### YOUR INSTRUCTIONS
Copy the material below word for word, from the line containing "maroon football shorts in the photo above." down to the end of the material, including both of those lines.

### RECORDS FOR THE TASK
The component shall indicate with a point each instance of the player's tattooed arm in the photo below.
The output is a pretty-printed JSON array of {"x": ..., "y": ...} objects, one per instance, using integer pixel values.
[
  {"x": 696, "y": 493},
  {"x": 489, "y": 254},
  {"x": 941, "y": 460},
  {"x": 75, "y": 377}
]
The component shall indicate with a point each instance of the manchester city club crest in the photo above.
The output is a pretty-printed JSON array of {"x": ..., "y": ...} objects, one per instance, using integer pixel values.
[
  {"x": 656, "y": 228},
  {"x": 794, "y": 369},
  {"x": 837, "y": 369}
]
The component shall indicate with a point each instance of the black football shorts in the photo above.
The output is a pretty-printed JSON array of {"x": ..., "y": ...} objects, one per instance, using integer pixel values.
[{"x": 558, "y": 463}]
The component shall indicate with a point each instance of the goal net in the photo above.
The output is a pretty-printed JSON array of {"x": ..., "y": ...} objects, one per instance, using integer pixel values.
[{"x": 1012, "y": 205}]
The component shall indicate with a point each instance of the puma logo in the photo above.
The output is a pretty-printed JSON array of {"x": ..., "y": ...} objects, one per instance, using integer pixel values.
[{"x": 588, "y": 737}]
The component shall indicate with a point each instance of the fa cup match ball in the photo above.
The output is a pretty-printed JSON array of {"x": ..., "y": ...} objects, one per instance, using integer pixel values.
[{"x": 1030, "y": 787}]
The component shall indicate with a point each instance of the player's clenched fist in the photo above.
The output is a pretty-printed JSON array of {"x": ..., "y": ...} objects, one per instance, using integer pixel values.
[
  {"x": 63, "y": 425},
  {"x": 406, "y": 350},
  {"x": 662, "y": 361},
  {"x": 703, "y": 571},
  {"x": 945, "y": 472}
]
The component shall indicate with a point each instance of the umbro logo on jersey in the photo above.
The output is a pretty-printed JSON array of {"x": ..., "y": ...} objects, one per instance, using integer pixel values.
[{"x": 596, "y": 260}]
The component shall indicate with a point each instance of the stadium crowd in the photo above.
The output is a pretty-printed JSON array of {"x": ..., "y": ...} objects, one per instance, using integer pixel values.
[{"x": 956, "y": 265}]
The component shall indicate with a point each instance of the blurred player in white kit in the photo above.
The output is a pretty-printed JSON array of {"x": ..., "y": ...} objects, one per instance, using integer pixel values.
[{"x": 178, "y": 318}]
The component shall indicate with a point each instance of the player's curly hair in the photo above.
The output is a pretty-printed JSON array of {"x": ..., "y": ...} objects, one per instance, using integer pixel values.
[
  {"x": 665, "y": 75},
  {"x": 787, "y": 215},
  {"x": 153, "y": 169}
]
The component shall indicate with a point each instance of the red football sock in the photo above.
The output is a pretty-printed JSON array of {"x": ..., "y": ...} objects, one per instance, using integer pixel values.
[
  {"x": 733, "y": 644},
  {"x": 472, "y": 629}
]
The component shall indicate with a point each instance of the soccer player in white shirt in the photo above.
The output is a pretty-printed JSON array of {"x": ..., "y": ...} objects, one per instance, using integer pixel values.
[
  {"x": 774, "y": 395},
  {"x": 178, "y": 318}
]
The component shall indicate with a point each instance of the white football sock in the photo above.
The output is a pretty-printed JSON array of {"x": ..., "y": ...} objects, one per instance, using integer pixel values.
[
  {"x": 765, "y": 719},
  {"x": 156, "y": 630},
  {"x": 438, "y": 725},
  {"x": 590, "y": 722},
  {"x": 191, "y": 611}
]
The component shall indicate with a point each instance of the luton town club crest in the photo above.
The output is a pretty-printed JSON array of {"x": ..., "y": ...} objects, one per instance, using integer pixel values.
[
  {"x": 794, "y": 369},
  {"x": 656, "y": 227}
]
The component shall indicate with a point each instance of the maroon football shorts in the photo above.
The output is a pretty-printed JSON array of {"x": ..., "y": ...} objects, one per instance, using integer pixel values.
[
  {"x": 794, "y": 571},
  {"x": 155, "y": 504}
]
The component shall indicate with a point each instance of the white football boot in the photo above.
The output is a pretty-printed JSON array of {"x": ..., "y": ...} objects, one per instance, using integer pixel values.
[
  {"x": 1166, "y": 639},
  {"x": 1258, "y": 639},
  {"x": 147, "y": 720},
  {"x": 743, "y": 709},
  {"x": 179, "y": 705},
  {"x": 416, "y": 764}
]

### PROBLEM SOLUTION
The component shall indicate with a point each instance of the maroon football shorts in the photo above.
The output is a pretty-printed JSON array of {"x": ..., "y": ...} objects, one per instance, using integer pixel values.
[
  {"x": 794, "y": 571},
  {"x": 155, "y": 504}
]
The component shall indicate with a point each instance of the white football boot in the photo above.
The output is a pretty-printed JSON array of {"x": ..., "y": ...} objects, one per instance, using integer pixel values.
[
  {"x": 1166, "y": 639},
  {"x": 1258, "y": 639},
  {"x": 147, "y": 720},
  {"x": 743, "y": 709},
  {"x": 179, "y": 705},
  {"x": 416, "y": 764}
]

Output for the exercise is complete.